**EXERCISE SET**
A: In the reading plan notes, which translation are the Scriptures taken from?
B: In the reading plan notes, what does the passage starting with "Jesus enters a" and going on through "faith as well." read like when "resurrection" is swapped for "raising from the dead"?
C: Can you condense the paragraph of the reading plan notes that begins "To not recognize Jesus" into two shorter sentences while keeping its main points?

**SELECTED PASSAGE**
A Psalm (or part of one), an Old Testament Reading, and a New Testament reading each day. Start with the Apostles' Creed, end with the Lord's Prayer. Scriptures from the New Living Translation.
It's funny that Jesus was prophesied about by those who meant to oppose him. Anyone who thinks that God needs our assistance to accomplish his ultimate purposes can take a note from this. While we join God in that work, it is very much God bringing it about. We are included in that work which is ongoing. (Also, if you wish to continue this reading plan, here's the rest of the year.)
Jesus enters a hostile territory to save a friend. This is a pretty good story in itself, but the saving is a resurrection, with a boost in the faith of his friends to boot. Since the Jewish leaders who questioned him were following, perhaps a few of them received a boost in their own faith as well.
To not recognize Jesus means you are not his follower. What he said to the contentious Jewish leaders remains true today. There are false versions of Jesus's message that lead to places that may seem good, but they certainly don't lead to Jesus.
The new way of approaching God is to approach Jesus. To walk in step with Jesus is to walk with God, and in God's direction. The illustration of the sheep pen with the robber and the workers illustrates this, and steps on a few toes along the way.

**STORED RECORDS**
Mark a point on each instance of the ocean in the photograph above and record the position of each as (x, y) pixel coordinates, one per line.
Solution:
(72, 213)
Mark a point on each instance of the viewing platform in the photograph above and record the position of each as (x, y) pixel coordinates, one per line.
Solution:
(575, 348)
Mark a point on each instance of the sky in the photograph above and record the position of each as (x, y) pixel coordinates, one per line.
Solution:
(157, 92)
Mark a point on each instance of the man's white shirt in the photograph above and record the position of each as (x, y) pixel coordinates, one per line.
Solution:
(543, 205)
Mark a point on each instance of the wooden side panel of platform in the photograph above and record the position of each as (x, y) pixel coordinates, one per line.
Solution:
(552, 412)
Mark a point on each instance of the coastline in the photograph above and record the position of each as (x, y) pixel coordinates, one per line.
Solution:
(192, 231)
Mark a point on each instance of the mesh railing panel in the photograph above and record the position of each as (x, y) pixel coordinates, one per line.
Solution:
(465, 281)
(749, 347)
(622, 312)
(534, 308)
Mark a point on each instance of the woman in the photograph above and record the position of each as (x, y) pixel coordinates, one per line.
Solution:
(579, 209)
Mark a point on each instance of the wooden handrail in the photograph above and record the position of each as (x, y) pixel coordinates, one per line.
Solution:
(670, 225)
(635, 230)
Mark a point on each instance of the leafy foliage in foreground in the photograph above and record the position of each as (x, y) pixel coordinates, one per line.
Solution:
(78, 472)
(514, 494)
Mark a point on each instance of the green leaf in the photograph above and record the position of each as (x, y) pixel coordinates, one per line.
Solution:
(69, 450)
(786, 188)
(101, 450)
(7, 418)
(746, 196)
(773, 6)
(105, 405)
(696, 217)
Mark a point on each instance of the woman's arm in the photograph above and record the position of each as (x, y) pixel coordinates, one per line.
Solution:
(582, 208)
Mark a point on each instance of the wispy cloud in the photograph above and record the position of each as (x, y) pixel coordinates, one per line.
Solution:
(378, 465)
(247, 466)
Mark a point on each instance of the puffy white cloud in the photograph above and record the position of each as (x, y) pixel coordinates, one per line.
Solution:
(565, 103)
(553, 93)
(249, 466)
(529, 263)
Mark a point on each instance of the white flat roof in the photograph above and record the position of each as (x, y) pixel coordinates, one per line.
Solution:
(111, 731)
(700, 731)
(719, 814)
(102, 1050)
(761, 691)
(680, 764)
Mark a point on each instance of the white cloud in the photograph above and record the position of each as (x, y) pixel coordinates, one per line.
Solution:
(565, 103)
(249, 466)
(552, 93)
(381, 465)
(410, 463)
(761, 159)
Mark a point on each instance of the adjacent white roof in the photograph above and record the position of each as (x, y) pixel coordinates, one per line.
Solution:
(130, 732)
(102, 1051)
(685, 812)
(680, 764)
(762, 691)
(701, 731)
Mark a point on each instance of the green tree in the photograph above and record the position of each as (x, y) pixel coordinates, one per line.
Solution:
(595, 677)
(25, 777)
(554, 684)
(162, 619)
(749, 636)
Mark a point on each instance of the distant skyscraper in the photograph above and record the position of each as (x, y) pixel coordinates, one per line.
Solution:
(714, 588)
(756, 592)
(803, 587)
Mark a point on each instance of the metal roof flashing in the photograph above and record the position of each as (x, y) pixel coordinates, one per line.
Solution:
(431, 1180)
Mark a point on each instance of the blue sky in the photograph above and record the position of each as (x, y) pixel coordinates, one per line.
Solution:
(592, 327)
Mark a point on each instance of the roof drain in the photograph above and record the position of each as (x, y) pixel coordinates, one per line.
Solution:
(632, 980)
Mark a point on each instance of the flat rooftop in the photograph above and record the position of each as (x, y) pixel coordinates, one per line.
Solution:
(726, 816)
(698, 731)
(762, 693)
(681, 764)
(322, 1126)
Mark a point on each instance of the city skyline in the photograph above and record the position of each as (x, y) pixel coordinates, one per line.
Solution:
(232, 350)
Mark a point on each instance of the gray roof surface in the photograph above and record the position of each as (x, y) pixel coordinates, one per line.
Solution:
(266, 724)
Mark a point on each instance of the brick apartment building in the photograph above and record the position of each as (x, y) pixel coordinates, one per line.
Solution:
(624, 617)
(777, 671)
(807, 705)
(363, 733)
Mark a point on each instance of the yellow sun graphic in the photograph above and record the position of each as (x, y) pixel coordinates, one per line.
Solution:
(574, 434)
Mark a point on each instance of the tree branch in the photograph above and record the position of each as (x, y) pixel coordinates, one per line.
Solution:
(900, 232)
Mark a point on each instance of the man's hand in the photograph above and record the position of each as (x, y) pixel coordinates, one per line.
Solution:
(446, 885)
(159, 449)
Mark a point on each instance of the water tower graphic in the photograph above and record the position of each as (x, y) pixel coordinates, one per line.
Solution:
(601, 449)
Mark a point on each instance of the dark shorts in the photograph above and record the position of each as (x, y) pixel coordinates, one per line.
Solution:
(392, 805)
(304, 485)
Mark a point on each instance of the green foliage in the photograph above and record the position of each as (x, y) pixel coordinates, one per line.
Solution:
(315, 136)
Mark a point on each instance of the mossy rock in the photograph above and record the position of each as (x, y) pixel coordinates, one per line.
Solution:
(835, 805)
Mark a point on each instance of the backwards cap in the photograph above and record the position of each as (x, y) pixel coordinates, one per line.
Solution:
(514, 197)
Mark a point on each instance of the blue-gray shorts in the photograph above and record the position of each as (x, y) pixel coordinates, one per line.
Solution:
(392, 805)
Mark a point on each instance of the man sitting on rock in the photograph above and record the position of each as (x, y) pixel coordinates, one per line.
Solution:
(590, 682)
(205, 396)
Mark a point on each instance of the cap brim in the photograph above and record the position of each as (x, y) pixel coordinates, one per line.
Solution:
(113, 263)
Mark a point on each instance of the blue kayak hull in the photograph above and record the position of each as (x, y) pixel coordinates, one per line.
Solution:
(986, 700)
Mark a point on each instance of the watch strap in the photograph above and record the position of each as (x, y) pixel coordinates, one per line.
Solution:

**RESPONSES TO THE EXERCISE**
A: The New Living Translation.

B:
Jesus enters a hostile territory to save a friend. This is a pretty good story in itself, but the saving is a raising from the dead, with a boost in the faith of his friends to boot. Since the Jewish leaders who questioned him were following, perhaps a few of them received a boost in their own faith as well.

C: Failing to recognize Jesus means you are not his follower, and what he told the contentious Jewish leaders still holds today. False versions of his message may lead to places that seem good, but they don't lead to Jesus.